(GIVEN PASSAGE)
Goliaths were used on all fronts where the Wehrmacht fought, beginning in spring 1942. They were used principally by specialized Panzer and combat engineer units. Goliaths were used most notoriously in the Warsaw Uprising of 1944, as Wehrmacht and SS units were deployed to crush fierce Polish resistance by the Polish Home Army (Armia Krajowa). As the Poles had only a small number of antitank weapons, volunteers were often sent to cut off the command cables of the Goliath before it reached its intended target. A few Goliaths were also seen on the beaches of Normandy during D-Day, though most were rendered inoperative due to artillery blasts severing their command cables.
Although a total of 7,564 Goliaths were produced, the single-use weapon was not considered a success due to the high unit cost, low speed (only just above 6 mph, or 9.5 km/h), poor ground clearance (just 11.4 centimeters), vulnerable command cables and thin armour which failed to protect the remote bomb from any form of antitank weapons. However, the Goliath did help lay the foundation for post-World War II advances in remote-controlled vehicle technologies.
(End GIVEN PASSAGE)
> _REQUIRED ACTION A_:
Reproduce the stretch of the Goliath passage from "Although a total" through "remote-controlled vehicle technologies.".
> _REQUIRED ACTION B_:
According to the Goliath passage, how many Goliaths were produced in total?
The material has no connection to the Goliath passage.
(DATA SUPPLIED)
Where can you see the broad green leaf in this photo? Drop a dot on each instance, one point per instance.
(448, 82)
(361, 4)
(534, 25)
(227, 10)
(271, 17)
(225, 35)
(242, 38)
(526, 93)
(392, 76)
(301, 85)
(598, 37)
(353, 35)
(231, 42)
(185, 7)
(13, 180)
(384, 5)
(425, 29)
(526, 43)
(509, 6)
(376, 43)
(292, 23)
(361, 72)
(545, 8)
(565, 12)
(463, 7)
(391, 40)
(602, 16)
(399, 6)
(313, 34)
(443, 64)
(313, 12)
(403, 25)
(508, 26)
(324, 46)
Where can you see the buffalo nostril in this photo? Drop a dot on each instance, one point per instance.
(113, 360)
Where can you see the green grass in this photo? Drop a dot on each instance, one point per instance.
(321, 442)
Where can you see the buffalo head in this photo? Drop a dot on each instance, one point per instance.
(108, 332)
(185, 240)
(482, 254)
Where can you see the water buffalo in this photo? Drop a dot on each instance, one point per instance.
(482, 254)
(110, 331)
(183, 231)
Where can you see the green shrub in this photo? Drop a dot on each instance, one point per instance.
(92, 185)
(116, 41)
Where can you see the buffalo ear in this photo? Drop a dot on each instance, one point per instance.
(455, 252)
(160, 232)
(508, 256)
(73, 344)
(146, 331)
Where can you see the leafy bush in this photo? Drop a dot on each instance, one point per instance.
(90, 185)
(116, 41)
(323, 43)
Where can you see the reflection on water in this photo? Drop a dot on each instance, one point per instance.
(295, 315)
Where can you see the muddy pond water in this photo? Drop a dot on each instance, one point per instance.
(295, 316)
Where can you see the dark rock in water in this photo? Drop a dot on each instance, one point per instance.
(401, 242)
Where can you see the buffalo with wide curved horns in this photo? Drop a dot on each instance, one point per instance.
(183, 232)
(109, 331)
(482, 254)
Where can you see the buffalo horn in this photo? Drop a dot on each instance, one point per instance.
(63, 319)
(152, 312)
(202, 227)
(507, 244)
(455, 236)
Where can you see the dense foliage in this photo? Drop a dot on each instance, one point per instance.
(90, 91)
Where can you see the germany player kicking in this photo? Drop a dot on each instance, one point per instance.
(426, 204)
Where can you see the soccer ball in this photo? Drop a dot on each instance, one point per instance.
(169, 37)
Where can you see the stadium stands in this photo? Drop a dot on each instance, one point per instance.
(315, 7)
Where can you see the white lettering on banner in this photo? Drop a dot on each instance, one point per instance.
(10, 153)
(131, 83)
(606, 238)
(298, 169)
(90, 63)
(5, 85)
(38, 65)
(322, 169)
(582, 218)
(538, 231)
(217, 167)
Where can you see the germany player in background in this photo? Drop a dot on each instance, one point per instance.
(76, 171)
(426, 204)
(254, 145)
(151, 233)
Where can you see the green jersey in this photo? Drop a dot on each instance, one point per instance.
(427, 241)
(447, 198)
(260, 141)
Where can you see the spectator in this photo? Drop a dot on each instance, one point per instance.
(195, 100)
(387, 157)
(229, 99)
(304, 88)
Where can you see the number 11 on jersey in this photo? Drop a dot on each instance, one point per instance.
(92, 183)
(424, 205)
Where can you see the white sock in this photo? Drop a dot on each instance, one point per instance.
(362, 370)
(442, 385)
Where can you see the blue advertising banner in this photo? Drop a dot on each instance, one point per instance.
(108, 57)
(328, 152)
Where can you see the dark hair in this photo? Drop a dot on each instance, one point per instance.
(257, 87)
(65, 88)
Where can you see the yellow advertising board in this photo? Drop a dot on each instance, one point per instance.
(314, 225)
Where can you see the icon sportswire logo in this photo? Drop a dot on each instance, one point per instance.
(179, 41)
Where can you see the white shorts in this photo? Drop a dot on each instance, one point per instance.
(End DATA SUPPLIED)
> _EXPECTED ANSWER A_:
Although a total of 7,564 Goliaths were produced, the single-use weapon was not considered a success due to the high unit cost, low speed (only just above 6 mph, or 9.5 km/h), poor ground clearance (just 11.4 centimeters), vulnerable command cables and thin armour which failed to protect the remote bomb from any form of antitank weapons. However, the Goliath did help lay the foundation for post-World War II advances in remote-controlled vehicle technologies.

> _EXPECTED ANSWER B_:
7,564